■ WHAT IS EXPECTED
Convert the items below, from the line containing "wing. Write the coordinates, one line per instance." through the end of the items (inclusive), into a two-column CSV headed text and answer. Give one row per item, put each field in quotation marks, replace line breaks with spaces, and leave out the pictures.

• • •

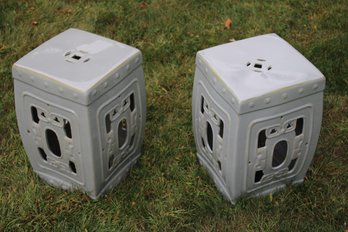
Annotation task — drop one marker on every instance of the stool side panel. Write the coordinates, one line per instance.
(210, 109)
(52, 113)
(125, 103)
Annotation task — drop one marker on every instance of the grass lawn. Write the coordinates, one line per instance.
(167, 190)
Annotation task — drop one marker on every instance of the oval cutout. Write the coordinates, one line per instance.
(53, 142)
(279, 153)
(210, 136)
(122, 132)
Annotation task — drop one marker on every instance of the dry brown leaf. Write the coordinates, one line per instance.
(143, 5)
(228, 23)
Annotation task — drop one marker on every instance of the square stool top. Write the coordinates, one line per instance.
(77, 65)
(259, 72)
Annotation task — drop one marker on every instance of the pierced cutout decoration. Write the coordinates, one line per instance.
(221, 129)
(258, 176)
(34, 114)
(131, 141)
(202, 105)
(210, 136)
(53, 142)
(299, 126)
(111, 161)
(132, 105)
(122, 132)
(42, 153)
(292, 164)
(279, 153)
(261, 142)
(67, 129)
(72, 166)
(107, 123)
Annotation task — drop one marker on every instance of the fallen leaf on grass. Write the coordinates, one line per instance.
(228, 23)
(143, 5)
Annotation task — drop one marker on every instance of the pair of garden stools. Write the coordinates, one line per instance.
(256, 112)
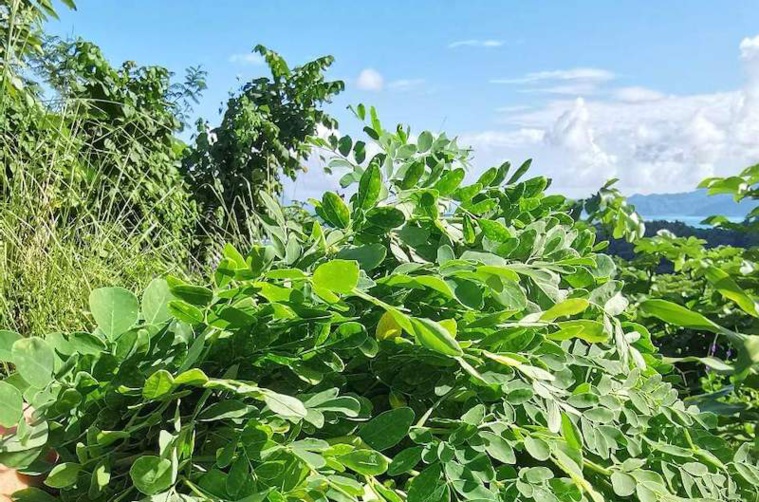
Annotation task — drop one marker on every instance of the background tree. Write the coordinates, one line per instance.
(263, 136)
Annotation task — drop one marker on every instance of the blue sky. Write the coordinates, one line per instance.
(656, 93)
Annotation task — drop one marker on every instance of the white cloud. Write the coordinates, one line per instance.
(488, 44)
(653, 142)
(572, 74)
(408, 84)
(570, 82)
(370, 80)
(637, 94)
(247, 59)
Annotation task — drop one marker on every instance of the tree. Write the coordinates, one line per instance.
(262, 137)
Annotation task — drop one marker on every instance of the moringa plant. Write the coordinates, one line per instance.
(421, 340)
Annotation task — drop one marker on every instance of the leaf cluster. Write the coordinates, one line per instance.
(423, 339)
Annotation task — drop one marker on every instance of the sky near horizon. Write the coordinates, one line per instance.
(658, 94)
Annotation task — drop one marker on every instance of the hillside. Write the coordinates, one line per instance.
(696, 203)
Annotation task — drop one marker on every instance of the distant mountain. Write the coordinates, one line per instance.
(696, 203)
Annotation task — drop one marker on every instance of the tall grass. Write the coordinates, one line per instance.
(65, 227)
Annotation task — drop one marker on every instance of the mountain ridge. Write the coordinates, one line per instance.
(695, 203)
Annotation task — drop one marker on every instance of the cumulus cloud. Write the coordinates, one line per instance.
(406, 84)
(637, 94)
(653, 142)
(490, 43)
(571, 82)
(370, 80)
(252, 59)
(572, 74)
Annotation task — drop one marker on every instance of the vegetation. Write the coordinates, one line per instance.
(422, 341)
(719, 283)
(97, 189)
(412, 338)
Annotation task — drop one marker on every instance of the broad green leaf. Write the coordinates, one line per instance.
(520, 172)
(158, 385)
(385, 217)
(151, 474)
(11, 405)
(678, 315)
(450, 181)
(537, 448)
(7, 339)
(727, 287)
(428, 486)
(424, 142)
(590, 331)
(63, 475)
(32, 495)
(366, 462)
(568, 307)
(186, 312)
(285, 406)
(388, 328)
(488, 176)
(571, 433)
(335, 211)
(34, 360)
(498, 448)
(369, 187)
(194, 295)
(115, 310)
(412, 175)
(623, 484)
(338, 276)
(405, 461)
(435, 337)
(494, 230)
(369, 256)
(388, 428)
(155, 302)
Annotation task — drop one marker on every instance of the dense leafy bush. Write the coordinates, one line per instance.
(422, 341)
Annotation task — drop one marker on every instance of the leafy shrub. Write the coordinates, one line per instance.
(421, 341)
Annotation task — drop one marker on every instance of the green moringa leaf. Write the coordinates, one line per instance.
(388, 428)
(115, 310)
(34, 360)
(11, 405)
(335, 211)
(338, 276)
(151, 474)
(155, 302)
(678, 315)
(369, 187)
(435, 337)
(7, 339)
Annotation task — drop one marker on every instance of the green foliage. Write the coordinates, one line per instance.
(700, 305)
(743, 186)
(450, 362)
(91, 188)
(263, 135)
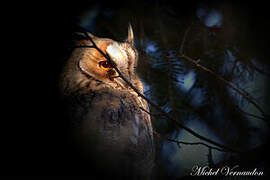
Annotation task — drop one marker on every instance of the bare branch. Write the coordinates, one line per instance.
(188, 143)
(244, 94)
(181, 50)
(163, 113)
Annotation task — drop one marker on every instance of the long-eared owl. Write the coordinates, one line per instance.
(110, 129)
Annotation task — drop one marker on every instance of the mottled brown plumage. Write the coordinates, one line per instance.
(105, 112)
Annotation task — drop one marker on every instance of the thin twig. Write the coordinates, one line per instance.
(181, 50)
(196, 63)
(154, 105)
(244, 94)
(188, 143)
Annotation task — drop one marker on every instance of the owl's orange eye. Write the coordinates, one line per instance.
(106, 65)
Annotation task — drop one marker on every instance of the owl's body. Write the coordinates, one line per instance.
(110, 128)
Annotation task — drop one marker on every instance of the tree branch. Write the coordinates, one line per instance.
(163, 113)
(241, 92)
(196, 63)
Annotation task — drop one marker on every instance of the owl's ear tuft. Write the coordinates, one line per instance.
(81, 35)
(130, 35)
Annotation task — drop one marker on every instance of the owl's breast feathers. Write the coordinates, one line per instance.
(110, 125)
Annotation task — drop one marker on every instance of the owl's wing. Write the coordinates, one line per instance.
(111, 125)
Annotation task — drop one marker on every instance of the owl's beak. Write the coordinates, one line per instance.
(113, 76)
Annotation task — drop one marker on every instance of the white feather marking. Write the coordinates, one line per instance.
(135, 129)
(136, 119)
(116, 52)
(133, 140)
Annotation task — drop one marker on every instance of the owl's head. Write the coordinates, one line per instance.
(92, 64)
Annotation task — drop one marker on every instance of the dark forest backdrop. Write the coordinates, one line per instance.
(229, 38)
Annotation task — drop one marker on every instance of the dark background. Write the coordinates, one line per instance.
(34, 132)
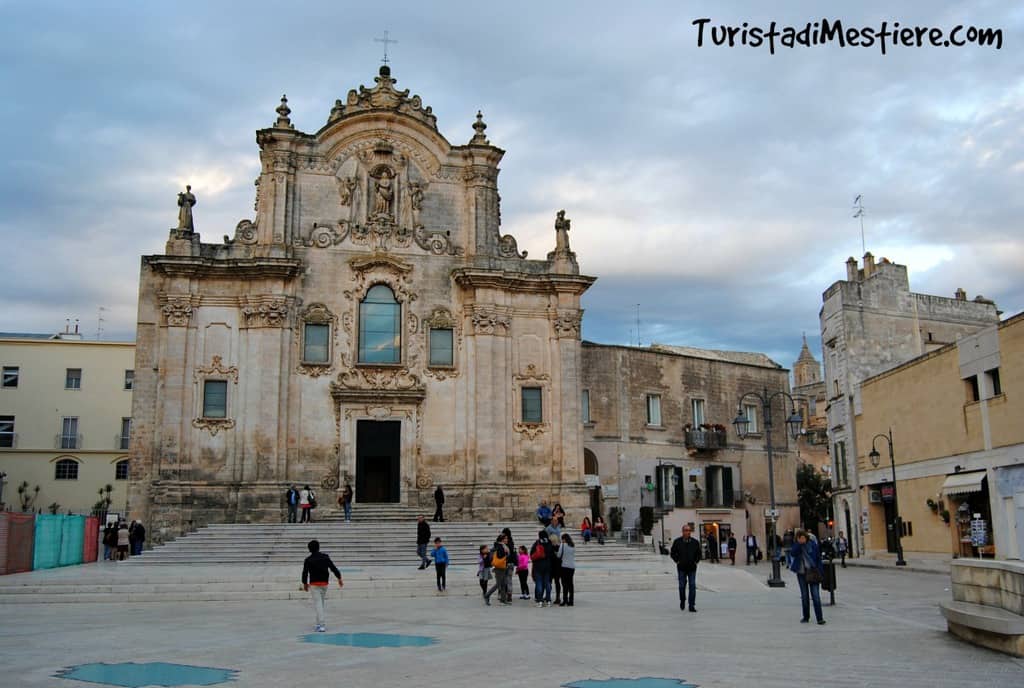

• • •

■ WORKED ANSWER
text,answer
"Annotation task — drop one marker on every instance of the owl's wing. Write the coordinates, one line per instance.","(111, 125)"
"Annotation task — drop one marker on every instance of the owl's beak. Write the coordinates, one line per instance.","(113, 76)"
"Annotation task — drop one marker on every instance of the white feather marking. Write the coordinates, one line per instance.","(135, 129) (136, 119) (116, 52) (133, 140)"
"Annotation task — drop one marker on every instance of the owl's head. Write the coordinates, one line per instance.","(92, 64)"
"Annotation task — drop one marker on every instance of the dark forest backdrop. Write the coordinates, one line per instance.","(229, 38)"
"Annotation task — drop one marker on every instance of the dark background. Write the coordinates, one line per instance.","(34, 132)"